======== TEXTAUSZUG

# Final destination 5 - 3D



## Spezi30 (13 Sep. 2011)

Final destination 5 - 3D

War heute drin. Also, erstmal: Die Musik und die Aufmachung des Vorspanns: Wow, großes Wow. Hat mich fast an Bond oder sowas erinnert und ging richtig geil ins Ohr. Auch die Geschichte bis zur Katastrophe ist mal ein wenig anders angegangen worden als bei den letzten beiden Teilen. Und die Actionsequenz selbst: Einfach nur ganz großes Kino. Großartig auch, weil die Action verdammt spektakulär wirkt und die Szene nach Emmerichschem Aufwand aussieht fast. Und erfreulich, dass einem nicht die schlechten, billigen Bits und Bytes entgegenfunkeln, die im Vorgängerfilm so aufdringlich und platt rüberkamen und einem den ganzen Spaß an der Auftaktsequenz versalzten.
Zur Verknüpfung mit den vorangegangenen Teilen möchte ich lieber nix sagen, da das für mich eine große Überraschung war...


Ich muss allerdings sagen, dass ich einige Szenen sehr sehr eklig fand und kaum zu ertragen, allerdings saßen dafür die Schocks erstaunlich gut, ich bin mehr erschrocken als bei FD 4 ganz bestimmt. Auch gab die neue Storyidee, die in Richtung Thriller ging, Möglichkeit zu einer recht ordentlichen Actionsequenz, und die Schlussequenz war ebenfalls relativ spektakulär.

Fazit: Der Regisseurswechsel war - wie von mir erhofft - positiv. Nicht so grandios wie Teil 1 & 2, aber deutlich besser als 3& 4, und wenn es so weitergeht, dann sag ich nur, her mit der 6


8 von 10


----------

================
======== DATENAUSZÜGE

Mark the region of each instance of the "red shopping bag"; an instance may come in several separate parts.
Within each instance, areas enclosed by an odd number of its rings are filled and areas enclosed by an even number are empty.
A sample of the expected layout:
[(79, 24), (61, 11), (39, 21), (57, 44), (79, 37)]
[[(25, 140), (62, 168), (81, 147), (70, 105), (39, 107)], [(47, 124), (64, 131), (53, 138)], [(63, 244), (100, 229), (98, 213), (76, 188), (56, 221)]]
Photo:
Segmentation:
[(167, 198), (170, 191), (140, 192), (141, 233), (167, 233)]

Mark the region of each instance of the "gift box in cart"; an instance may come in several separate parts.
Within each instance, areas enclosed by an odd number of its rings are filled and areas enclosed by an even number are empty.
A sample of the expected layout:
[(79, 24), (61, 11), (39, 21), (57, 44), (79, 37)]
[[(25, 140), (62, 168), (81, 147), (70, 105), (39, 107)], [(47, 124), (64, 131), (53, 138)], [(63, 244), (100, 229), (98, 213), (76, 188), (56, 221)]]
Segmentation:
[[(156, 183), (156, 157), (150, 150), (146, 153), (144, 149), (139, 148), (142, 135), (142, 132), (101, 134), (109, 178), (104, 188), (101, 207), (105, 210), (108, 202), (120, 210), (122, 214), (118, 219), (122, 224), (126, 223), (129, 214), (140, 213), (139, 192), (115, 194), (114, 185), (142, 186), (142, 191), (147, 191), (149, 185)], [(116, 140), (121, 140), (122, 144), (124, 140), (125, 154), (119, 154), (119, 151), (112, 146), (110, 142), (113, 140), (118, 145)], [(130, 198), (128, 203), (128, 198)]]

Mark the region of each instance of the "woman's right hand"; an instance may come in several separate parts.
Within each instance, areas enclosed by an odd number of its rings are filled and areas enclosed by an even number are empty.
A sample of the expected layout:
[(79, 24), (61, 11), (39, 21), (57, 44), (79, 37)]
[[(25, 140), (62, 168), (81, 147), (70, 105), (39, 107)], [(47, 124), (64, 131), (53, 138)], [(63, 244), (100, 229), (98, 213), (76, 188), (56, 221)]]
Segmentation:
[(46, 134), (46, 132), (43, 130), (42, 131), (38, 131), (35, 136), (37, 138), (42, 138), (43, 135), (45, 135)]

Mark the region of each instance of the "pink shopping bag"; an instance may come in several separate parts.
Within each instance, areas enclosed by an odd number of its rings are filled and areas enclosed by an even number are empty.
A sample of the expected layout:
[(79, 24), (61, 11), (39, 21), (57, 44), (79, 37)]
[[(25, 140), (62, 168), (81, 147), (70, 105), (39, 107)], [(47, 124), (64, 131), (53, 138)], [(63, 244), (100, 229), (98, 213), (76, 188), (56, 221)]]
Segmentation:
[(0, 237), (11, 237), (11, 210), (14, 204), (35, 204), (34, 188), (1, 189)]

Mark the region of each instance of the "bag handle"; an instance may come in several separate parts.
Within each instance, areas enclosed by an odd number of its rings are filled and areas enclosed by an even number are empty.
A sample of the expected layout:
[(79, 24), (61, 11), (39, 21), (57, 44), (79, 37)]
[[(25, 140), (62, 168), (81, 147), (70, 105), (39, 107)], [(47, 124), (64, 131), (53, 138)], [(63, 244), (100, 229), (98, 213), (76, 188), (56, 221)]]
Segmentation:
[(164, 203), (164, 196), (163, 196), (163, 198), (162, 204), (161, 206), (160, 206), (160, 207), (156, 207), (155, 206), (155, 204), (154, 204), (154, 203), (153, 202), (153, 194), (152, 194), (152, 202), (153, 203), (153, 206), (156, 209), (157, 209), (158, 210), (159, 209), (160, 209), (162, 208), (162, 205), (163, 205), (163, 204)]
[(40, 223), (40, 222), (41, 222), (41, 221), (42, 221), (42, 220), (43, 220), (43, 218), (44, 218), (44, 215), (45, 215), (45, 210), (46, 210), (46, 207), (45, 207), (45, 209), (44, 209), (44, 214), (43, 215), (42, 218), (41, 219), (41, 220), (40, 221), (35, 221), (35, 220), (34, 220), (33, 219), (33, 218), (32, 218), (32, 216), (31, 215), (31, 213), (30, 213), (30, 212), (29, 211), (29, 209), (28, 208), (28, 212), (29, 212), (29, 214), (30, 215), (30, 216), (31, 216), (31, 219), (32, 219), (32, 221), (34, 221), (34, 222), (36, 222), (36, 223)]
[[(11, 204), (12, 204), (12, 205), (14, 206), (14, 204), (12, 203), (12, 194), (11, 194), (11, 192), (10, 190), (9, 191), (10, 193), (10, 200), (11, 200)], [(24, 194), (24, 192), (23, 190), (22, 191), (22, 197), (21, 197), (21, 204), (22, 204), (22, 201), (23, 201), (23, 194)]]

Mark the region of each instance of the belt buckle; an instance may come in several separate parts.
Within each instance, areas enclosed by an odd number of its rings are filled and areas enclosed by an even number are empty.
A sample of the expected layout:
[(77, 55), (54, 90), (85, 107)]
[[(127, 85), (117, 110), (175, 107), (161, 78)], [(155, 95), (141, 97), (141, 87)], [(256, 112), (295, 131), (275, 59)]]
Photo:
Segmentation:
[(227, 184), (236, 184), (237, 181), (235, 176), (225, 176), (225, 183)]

================

= ANFORDERUNG A =
Beantworte anhand der Filmkritik zu Final Destination 5:
(i) Woran hat der Vorspann laut Kritik fast erinnert?
(ii) Welche Wertung vergibt die Kritik am Ende?
(iii) Welche Teile der Reihe werden als grandioser bezeichnet als dieser Film?
= ANFORDERUNG B =
Stimmen diese Aussagen mit der Filmkritik überein? Antworte jeweils mit Ja oder Nein und zitiere die entscheidenden Worte wörtlich.
(i) Der Regisseurswechsel wird positiv beurteilt.
(ii) Die Schocks haben weniger erschreckt als bei FD 4.
(iii) Die Verknüpfung mit den vorangegangenen Teilen wird ausführlich erläutert.
= ANFORDERUNG C =
Gib einen Abschnitt der Filmkritik wortgetreu wieder: Beginne bei den Worten „## Spezi30 (13“ und höre nach „der Auftaktsequenz versalzten.“ auf.

= ANTWORT A =
(i) An Bond oder sowas.
(ii) 8 von 10.
(iii) Teil 1 & 2.

= ANTWORT B =
(i) Ja: „Der Regisseurswechsel war - wie von mir erhofft - positiv.“
(ii) Nein: „ich bin mehr erschrocken als bei FD 4 ganz bestimmt“
(iii) Nein: „Zur Verknüpfung mit den vorangegangenen Teilen möchte ich lieber nix sagen“

= ANTWORT C =
## Spezi30 (13 Sep. 2011)

Final destination 5 - 3D

War heute drin. Also, erstmal: Die Musik und die Aufmachung des Vorspanns: Wow, großes Wow. Hat mich fast an Bond oder sowas erinnert und ging richtig geil ins Ohr. Auch die Geschichte bis zur Katastrophe ist mal ein wenig anders angegangen worden als bei den letzten beiden Teilen. Und die Actionsequenz selbst: Einfach nur ganz großes Kino. Großartig auch, weil die Action verdammt spektakulär wirkt und die Szene nach Emmerichschem Aufwand aussieht fast. Und erfreulich, dass einem nicht die schlechten, billigen Bits und Bytes entgegenfunkeln, die im Vorgängerfilm so aufdringlich und platt rüberkamen und einem den ganzen Spaß an der Auftaktsequenz versalzten.